==== Data shown
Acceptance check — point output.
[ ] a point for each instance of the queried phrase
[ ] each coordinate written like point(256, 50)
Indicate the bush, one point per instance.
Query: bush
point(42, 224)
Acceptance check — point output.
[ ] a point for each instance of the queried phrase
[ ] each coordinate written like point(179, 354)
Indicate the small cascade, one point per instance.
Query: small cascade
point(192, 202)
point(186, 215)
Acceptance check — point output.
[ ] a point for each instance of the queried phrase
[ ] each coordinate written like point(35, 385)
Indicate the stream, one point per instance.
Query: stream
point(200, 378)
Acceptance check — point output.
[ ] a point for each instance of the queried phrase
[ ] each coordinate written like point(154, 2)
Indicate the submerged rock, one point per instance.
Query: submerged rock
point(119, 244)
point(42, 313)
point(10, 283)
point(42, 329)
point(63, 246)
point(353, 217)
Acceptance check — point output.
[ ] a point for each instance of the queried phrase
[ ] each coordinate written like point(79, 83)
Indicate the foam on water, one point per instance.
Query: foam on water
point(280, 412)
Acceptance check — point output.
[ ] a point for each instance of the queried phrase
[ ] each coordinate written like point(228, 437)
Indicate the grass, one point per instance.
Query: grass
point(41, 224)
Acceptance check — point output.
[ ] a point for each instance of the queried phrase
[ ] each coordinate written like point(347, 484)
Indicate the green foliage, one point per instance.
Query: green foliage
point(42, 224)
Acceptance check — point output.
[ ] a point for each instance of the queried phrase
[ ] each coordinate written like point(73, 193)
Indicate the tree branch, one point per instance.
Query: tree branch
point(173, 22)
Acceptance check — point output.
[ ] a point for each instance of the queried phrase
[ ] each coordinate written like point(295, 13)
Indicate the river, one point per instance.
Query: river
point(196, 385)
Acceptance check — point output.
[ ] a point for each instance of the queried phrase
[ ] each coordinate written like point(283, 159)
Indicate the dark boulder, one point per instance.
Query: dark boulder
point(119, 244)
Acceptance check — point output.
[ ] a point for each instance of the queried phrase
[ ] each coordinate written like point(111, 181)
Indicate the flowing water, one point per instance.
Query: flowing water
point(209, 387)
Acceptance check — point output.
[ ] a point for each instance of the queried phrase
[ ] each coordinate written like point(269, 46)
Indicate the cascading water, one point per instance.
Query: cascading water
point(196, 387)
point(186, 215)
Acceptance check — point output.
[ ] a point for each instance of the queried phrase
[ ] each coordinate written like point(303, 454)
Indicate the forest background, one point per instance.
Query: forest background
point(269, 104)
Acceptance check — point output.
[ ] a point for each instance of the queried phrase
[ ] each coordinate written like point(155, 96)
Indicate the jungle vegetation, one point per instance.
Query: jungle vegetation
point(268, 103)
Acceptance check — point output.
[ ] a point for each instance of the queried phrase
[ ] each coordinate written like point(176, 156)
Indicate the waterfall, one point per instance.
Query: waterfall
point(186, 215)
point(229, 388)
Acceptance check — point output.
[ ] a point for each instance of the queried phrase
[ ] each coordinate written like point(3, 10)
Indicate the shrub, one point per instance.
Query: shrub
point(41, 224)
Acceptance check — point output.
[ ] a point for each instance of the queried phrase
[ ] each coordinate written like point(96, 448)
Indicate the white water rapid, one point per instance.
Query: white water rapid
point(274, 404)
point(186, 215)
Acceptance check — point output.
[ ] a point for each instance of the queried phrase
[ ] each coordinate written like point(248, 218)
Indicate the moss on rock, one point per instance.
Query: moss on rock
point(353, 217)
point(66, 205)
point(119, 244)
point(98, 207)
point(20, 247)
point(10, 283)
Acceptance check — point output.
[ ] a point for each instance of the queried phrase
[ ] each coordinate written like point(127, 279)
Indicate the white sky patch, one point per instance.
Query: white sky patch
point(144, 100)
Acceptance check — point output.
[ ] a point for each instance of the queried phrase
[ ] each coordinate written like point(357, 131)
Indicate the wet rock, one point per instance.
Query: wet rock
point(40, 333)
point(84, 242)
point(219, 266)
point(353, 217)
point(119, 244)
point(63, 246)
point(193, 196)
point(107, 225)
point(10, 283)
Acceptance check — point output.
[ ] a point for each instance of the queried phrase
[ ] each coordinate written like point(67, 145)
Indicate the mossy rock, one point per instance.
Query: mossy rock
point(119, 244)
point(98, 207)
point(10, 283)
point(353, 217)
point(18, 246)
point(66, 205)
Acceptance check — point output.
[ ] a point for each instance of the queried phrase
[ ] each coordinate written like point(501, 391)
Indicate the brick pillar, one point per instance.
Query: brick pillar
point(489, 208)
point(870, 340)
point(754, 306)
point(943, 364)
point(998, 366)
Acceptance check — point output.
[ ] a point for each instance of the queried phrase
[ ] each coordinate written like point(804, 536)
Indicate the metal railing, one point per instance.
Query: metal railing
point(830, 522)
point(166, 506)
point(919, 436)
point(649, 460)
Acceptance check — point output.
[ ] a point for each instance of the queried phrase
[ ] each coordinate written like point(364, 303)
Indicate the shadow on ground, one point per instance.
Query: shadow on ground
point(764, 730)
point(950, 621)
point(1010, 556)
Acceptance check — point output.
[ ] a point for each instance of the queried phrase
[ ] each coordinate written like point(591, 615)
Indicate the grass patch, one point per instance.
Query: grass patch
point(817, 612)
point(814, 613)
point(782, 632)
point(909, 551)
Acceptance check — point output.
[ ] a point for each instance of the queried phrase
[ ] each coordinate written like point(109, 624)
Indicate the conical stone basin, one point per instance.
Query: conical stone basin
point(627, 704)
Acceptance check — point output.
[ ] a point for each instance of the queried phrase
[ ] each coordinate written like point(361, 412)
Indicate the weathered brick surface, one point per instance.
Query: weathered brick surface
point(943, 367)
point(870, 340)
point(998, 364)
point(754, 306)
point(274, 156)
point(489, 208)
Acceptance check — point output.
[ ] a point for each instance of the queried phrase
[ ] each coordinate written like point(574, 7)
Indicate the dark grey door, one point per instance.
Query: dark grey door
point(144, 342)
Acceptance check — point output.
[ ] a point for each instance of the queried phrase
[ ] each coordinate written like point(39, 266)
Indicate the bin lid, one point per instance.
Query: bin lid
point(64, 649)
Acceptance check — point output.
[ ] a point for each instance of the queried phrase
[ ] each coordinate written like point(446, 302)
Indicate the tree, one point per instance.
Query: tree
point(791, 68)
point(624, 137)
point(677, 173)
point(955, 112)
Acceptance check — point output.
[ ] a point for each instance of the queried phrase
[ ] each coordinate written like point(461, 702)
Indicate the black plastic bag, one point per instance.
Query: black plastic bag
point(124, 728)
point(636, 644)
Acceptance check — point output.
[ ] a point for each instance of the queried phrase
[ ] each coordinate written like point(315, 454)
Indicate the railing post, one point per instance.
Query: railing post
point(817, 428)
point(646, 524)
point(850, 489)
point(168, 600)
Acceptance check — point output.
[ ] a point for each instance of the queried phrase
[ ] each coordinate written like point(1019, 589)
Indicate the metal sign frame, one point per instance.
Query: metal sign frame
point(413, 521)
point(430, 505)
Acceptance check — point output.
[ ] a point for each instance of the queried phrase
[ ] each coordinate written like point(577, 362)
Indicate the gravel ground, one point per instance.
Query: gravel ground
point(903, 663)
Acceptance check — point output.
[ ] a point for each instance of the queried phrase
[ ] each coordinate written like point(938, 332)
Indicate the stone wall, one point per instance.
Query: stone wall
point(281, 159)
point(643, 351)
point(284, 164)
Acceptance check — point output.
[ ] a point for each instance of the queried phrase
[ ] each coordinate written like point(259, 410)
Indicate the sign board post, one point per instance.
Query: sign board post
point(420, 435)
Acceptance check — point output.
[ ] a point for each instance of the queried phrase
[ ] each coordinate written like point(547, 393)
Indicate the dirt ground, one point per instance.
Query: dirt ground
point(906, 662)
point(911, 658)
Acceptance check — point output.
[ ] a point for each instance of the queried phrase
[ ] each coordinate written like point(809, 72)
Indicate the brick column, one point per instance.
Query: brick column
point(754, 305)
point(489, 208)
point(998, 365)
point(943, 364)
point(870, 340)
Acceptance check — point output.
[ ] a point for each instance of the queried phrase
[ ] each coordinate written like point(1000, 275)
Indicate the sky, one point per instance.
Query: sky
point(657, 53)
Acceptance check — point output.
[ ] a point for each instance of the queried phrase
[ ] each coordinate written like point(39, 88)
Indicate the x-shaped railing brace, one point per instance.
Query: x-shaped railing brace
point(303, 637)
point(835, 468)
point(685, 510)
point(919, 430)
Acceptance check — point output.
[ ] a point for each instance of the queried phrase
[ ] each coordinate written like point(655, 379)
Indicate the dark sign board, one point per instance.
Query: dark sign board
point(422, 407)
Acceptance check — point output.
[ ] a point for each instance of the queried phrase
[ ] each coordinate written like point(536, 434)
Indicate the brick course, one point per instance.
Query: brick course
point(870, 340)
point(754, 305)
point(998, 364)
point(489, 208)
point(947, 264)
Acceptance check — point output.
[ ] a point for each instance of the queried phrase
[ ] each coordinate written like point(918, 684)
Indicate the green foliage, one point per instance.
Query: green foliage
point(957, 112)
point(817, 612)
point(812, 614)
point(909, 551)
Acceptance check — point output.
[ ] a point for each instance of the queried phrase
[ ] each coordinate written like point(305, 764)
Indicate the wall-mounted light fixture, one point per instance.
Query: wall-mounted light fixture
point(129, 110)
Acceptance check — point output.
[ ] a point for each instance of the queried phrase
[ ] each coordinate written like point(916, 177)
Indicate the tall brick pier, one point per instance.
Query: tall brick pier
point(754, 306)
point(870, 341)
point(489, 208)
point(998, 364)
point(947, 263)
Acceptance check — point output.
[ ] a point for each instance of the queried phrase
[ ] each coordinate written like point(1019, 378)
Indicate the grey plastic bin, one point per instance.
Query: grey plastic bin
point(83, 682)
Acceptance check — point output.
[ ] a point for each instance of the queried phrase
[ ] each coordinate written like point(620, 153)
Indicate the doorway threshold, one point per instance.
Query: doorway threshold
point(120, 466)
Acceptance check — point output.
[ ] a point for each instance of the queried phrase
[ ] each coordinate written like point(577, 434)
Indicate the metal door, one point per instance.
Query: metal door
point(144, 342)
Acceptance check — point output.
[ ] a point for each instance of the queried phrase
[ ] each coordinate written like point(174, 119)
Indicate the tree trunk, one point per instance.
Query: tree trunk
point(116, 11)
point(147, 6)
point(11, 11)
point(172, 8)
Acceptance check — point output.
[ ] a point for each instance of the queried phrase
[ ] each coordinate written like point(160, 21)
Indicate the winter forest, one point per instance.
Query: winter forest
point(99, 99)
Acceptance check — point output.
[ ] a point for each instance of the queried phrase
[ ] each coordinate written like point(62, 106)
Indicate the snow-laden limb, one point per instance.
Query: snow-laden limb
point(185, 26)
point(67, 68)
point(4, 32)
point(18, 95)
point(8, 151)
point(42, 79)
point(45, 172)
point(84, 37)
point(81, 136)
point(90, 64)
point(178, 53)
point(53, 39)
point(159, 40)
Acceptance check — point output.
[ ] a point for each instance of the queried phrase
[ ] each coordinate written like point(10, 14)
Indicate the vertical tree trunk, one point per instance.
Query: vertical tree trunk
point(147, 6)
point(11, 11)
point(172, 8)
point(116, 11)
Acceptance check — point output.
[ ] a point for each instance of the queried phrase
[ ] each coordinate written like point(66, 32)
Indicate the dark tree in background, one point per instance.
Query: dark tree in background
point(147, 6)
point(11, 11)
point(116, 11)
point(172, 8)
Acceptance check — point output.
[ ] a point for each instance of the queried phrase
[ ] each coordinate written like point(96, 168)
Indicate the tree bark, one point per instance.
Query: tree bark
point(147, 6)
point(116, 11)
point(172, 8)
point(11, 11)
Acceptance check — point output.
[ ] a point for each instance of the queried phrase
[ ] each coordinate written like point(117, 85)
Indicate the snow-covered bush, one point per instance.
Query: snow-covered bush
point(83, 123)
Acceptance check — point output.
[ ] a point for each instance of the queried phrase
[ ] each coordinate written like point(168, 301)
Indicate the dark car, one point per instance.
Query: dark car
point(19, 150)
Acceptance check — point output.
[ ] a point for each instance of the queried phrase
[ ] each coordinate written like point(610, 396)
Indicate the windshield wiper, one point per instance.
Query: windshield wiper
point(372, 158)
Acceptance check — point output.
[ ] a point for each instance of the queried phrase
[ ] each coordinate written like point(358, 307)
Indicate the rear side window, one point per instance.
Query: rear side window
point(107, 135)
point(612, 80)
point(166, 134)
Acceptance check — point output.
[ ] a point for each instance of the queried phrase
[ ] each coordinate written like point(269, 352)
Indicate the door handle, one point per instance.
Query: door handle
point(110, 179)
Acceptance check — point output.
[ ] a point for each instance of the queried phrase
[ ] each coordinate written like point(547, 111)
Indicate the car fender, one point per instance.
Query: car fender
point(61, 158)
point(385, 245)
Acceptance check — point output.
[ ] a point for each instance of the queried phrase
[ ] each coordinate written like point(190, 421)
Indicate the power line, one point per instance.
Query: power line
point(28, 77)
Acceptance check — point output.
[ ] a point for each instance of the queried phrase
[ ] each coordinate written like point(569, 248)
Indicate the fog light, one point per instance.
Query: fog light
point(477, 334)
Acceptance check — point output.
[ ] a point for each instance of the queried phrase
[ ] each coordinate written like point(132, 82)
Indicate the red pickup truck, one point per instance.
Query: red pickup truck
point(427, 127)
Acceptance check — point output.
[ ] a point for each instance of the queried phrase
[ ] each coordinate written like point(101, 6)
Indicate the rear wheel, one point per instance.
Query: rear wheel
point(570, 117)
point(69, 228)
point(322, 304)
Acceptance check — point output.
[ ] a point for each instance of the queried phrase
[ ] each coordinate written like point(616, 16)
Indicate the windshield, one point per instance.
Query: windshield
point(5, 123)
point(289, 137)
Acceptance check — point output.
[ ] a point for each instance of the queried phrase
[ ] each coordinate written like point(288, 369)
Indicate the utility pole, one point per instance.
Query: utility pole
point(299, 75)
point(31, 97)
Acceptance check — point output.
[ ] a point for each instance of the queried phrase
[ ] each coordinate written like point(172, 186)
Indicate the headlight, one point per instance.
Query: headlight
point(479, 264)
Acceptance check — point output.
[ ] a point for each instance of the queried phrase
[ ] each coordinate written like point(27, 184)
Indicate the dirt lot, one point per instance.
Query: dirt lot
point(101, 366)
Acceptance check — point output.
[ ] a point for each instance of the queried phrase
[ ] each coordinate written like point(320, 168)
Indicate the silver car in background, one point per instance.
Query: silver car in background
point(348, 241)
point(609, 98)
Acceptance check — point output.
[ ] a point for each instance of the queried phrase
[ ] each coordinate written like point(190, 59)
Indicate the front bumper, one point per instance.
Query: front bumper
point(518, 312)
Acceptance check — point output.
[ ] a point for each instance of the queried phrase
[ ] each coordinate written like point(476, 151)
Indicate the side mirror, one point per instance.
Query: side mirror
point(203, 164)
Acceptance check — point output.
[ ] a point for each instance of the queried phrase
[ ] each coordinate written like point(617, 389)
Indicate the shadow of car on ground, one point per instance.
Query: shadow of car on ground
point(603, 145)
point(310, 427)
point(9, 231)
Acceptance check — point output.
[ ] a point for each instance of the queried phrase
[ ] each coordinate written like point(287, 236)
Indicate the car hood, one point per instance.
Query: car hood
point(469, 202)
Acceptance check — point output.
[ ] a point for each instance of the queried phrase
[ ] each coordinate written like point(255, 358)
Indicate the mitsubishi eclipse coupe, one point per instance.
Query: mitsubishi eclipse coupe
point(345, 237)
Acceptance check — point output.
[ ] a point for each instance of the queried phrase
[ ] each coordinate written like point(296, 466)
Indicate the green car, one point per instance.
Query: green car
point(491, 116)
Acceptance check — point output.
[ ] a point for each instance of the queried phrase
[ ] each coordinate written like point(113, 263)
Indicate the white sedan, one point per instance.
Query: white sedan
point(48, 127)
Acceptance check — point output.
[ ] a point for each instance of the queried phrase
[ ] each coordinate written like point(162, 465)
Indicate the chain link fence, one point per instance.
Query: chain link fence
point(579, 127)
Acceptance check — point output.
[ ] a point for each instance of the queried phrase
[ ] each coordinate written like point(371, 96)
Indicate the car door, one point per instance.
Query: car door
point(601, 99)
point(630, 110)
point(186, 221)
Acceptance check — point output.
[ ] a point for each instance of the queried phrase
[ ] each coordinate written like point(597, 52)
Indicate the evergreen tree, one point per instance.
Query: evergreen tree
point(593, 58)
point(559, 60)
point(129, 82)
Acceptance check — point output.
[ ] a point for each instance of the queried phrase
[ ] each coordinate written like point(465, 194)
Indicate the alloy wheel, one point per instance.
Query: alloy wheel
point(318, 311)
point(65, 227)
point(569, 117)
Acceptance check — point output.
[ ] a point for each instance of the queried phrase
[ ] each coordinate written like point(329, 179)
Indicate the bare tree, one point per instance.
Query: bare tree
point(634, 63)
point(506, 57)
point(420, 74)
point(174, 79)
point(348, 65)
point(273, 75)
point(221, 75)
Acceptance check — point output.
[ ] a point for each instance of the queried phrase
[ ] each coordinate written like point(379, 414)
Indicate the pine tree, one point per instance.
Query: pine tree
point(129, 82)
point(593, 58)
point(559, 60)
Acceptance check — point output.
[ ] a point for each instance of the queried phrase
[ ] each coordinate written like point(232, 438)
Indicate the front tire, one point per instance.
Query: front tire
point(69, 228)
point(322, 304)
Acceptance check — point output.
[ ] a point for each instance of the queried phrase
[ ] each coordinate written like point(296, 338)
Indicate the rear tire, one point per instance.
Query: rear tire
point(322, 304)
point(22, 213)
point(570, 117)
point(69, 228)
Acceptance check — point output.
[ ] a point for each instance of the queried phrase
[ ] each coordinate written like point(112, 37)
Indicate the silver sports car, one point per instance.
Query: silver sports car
========
Task item. Go line by line through the data, copying each one that contains the word "sports".

Written response.
Indicate the silver sports car, one point per instance.
Query: silver sports car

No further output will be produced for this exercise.